» **GIVEN DATA**

>> BEGIN

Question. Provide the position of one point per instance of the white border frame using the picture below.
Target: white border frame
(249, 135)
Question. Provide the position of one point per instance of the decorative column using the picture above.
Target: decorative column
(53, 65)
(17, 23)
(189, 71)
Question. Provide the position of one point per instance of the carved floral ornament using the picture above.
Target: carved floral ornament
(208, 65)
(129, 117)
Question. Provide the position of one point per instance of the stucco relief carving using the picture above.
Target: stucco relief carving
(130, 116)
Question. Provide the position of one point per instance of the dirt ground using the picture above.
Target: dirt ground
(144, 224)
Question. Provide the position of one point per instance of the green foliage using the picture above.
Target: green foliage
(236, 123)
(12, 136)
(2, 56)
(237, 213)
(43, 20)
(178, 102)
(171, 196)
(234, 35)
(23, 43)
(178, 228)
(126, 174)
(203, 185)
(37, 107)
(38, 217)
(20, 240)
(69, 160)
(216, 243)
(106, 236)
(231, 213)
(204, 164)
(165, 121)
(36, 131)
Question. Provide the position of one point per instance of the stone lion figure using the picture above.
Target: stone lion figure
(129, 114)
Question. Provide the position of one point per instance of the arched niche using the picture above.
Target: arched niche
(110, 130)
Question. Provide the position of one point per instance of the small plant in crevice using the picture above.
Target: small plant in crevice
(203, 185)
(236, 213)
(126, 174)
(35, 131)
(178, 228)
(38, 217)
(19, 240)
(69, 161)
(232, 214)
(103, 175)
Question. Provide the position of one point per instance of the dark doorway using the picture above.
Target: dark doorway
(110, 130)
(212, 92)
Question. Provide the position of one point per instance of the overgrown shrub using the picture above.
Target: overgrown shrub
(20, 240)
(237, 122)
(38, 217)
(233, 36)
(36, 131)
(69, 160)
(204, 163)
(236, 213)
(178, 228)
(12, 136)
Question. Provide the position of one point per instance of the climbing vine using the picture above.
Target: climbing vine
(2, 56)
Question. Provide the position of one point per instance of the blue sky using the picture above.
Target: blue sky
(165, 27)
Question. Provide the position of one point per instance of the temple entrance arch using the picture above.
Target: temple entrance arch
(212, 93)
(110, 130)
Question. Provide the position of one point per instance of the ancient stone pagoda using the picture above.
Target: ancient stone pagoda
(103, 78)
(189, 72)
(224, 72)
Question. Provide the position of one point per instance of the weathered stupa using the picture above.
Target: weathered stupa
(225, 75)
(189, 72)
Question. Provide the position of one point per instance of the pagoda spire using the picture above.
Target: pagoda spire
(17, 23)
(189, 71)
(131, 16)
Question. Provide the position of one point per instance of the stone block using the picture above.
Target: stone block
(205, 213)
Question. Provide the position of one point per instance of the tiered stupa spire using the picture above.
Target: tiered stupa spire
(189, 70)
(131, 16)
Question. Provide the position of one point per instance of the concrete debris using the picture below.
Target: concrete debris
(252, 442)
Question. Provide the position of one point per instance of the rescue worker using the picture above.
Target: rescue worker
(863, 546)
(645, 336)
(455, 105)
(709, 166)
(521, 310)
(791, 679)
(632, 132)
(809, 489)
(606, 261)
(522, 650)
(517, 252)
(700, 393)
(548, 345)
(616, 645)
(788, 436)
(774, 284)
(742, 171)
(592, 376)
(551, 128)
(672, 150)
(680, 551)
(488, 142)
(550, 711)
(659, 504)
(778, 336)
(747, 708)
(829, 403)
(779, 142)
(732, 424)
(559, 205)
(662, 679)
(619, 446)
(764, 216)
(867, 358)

>> END

» **OBJECTIVE**
Reproduce all of the data above line for line, without any alteration.

» **TASK OUTPUT**
Question. Provide the position of one point per instance of the white border frame using the picture below.
Target: white border frame
(249, 135)
Question. Provide the position of one point per instance of the decorative column using the picture above.
Target: decorative column
(53, 65)
(17, 23)
(189, 71)
Question. Provide the position of one point per instance of the carved floral ornament using the picture above.
Target: carved floral ornament
(208, 65)
(129, 117)
Question. Provide the position of one point per instance of the stucco relief carving using the picture above.
Target: stucco relief carving
(130, 116)
Question. Provide the position of one point per instance of the dirt ground using the picture above.
Target: dirt ground
(144, 224)
Question. Provide the position of one point per instance of the green foliage using the picture above.
Target: green foliage
(236, 123)
(12, 136)
(2, 56)
(237, 213)
(43, 20)
(178, 102)
(171, 196)
(234, 35)
(23, 43)
(178, 228)
(126, 174)
(203, 185)
(37, 107)
(38, 217)
(20, 240)
(69, 160)
(216, 243)
(106, 236)
(231, 213)
(204, 164)
(165, 121)
(36, 131)
Question. Provide the position of one point per instance of the stone lion figure using the picture above.
Target: stone lion figure
(129, 114)
Question. Provide the position of one point per instance of the arched niche using the picture above.
Target: arched niche
(110, 130)
Question. Provide the position of one point per instance of the small plant in crevice using the picture above.
Target: small plant in crevice
(203, 185)
(236, 213)
(126, 174)
(35, 131)
(178, 228)
(38, 217)
(19, 240)
(69, 161)
(232, 214)
(103, 175)
Question. Provide the position of one point per instance of the dark doorway using the picture above.
Target: dark doorway
(110, 130)
(212, 92)
Question. Provide the position of one point per instance of the overgrown shrub using the picture above.
Target: overgrown shrub
(20, 240)
(237, 122)
(38, 217)
(233, 36)
(36, 131)
(69, 160)
(204, 163)
(236, 213)
(178, 228)
(12, 136)
Question. Provide the position of one point per instance of the climbing vine using the picture above.
Target: climbing vine
(2, 56)
Question. Provide the position of one point per instance of the blue sky using the picture above.
Target: blue sky
(165, 27)
Question. Provide the position of one point per instance of the temple entrance arch using the picture above.
Target: temple entrance arch
(212, 93)
(110, 130)
Question. Provide the position of one point per instance of the ancient stone pagoda using the picture above.
Target: ancient stone pagoda
(103, 78)
(189, 72)
(224, 72)
Question. Provide the position of one point per instance of the weathered stupa using the picture above.
Target: weathered stupa
(225, 75)
(189, 72)
Question. Provide the position of one point per instance of the pagoda spire using the picture above.
Target: pagoda spire
(17, 23)
(189, 71)
(131, 16)
Question. Provide the position of one point per instance of the stone block using the picture above.
Target: stone block
(205, 213)
Question. Provide the position of one point per instance of the tiered stupa spire using the picture above.
Target: tiered stupa spire
(189, 70)
(131, 16)
Question. Provide the position of one point per instance of the concrete debris using the picture below.
Target: concrete debris
(252, 442)
Question. Provide the position of one point per instance of the rescue worker using the picture above.
Target: rescue worker
(863, 546)
(645, 336)
(455, 105)
(709, 166)
(521, 310)
(791, 679)
(632, 132)
(809, 489)
(606, 261)
(522, 650)
(517, 252)
(700, 393)
(548, 345)
(616, 645)
(788, 436)
(774, 284)
(742, 171)
(592, 376)
(551, 128)
(672, 150)
(680, 551)
(488, 142)
(550, 711)
(659, 504)
(778, 336)
(747, 708)
(829, 403)
(779, 142)
(732, 424)
(559, 205)
(662, 679)
(619, 446)
(764, 216)
(867, 358)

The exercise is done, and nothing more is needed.